▸ WHAT YOU SHOULD DO
Begin at the line that contains "Target: concrete support pillar" and repeat every line from there to the end of the records below, inclusive, without adding any other line.
....................
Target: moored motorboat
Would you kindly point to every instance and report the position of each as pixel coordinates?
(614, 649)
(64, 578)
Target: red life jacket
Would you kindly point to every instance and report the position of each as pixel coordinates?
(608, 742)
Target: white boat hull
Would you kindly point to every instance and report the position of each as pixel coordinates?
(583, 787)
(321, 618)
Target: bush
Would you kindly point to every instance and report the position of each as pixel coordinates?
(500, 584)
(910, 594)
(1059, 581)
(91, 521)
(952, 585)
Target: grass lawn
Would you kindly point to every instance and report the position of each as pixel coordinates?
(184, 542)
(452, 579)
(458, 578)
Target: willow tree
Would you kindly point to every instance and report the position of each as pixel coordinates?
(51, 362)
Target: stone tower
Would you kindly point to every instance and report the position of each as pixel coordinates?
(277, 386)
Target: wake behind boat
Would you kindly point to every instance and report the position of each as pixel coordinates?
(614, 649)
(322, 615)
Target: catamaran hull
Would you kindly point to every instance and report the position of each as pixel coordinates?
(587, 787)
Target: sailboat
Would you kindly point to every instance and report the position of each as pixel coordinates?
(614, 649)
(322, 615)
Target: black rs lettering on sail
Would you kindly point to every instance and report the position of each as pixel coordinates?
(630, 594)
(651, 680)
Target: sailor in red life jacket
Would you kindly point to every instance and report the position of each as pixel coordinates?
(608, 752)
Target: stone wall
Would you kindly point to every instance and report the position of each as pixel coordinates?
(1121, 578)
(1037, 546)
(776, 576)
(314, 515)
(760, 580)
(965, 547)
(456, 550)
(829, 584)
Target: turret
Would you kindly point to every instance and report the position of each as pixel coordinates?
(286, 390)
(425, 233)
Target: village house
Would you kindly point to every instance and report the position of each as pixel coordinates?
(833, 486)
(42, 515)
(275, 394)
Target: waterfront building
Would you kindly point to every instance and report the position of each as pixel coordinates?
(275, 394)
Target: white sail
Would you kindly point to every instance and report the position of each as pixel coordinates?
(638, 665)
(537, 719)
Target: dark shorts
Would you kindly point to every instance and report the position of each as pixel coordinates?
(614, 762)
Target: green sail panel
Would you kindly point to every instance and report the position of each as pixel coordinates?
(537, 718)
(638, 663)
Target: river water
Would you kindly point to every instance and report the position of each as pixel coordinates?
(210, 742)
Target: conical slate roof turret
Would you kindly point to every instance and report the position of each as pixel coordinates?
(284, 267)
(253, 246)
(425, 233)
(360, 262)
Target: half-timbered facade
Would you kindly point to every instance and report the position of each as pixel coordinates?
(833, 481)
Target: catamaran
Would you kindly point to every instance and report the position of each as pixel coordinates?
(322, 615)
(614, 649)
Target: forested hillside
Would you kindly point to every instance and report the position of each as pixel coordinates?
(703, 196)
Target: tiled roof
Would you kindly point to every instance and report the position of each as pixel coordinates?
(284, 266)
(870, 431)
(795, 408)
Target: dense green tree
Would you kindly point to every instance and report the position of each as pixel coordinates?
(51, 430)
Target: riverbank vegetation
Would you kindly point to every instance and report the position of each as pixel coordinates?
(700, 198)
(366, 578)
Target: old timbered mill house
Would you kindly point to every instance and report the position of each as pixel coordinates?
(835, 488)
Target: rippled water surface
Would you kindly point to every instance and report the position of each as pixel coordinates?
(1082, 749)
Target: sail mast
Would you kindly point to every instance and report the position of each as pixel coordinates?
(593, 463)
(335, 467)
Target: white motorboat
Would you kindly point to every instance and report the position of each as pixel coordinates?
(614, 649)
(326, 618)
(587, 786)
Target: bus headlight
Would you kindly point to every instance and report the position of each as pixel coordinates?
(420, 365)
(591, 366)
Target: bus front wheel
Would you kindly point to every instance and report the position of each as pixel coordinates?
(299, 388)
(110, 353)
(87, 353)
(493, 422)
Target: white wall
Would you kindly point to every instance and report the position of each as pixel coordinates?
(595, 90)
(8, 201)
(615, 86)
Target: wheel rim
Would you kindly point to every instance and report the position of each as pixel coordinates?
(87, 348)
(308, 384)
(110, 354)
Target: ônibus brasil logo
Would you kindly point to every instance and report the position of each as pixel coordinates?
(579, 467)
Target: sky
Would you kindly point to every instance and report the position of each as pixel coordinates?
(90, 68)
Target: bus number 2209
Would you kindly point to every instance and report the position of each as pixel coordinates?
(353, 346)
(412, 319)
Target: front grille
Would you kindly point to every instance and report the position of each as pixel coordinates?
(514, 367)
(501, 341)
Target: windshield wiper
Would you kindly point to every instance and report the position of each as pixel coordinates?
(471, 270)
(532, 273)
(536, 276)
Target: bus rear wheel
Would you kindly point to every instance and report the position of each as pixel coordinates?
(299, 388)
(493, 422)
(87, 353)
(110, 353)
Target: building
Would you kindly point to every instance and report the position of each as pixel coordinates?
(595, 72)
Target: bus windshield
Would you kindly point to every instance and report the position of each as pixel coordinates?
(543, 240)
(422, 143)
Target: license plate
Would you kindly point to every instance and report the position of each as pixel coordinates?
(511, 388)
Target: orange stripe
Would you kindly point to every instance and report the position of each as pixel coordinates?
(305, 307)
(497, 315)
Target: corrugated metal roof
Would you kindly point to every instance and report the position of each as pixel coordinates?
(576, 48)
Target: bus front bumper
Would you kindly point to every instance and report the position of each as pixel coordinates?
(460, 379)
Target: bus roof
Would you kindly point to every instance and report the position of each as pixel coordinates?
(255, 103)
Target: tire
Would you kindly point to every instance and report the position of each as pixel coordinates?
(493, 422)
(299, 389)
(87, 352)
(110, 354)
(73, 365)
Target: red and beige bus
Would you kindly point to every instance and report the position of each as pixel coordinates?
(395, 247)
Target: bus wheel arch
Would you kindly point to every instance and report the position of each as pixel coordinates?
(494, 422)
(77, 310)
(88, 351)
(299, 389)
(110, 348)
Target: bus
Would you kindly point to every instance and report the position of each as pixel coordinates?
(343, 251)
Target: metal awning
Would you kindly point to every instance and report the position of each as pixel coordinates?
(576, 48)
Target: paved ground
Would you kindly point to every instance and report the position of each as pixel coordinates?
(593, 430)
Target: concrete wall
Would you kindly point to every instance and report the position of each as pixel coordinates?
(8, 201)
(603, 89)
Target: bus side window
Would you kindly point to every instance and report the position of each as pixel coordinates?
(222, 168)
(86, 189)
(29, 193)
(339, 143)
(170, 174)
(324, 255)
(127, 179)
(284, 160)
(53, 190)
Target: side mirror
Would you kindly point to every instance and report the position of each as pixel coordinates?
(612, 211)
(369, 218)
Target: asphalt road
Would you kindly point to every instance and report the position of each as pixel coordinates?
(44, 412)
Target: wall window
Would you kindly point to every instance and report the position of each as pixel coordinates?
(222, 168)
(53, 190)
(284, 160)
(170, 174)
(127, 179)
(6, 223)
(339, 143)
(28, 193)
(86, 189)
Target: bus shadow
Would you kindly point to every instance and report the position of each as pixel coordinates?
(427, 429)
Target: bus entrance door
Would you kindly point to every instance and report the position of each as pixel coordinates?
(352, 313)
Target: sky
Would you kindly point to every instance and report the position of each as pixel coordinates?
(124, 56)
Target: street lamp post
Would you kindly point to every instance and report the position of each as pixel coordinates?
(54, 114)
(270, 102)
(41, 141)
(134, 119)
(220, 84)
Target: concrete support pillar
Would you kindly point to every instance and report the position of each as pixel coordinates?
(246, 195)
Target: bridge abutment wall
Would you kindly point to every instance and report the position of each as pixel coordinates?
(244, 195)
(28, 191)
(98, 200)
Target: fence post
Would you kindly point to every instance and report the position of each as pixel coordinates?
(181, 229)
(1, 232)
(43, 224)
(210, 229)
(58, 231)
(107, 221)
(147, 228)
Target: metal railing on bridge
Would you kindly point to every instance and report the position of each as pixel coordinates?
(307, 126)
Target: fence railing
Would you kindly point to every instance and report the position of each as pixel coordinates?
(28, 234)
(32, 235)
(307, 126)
....................
▸ RESPONSE
Target: concrete support pillar
Would you kindly point to every instance and report the position of each as pixel coordinates?
(246, 195)
Target: bridge abutment wall
Would you kindly point to every instance and report the position of each as pixel coordinates?
(244, 195)
(28, 191)
(98, 200)
Target: fence post
Would you kindly point to every instance and report the position of each as pixel coordinates?
(181, 229)
(1, 232)
(43, 224)
(210, 229)
(58, 231)
(107, 221)
(147, 228)
Target: metal railing on bridge
Would you kindly point to every instance and report the position of each as pixel coordinates?
(307, 126)
Target: fence railing
Would you kindly point to every instance and report the position of each as pixel coordinates?
(28, 234)
(32, 235)
(307, 126)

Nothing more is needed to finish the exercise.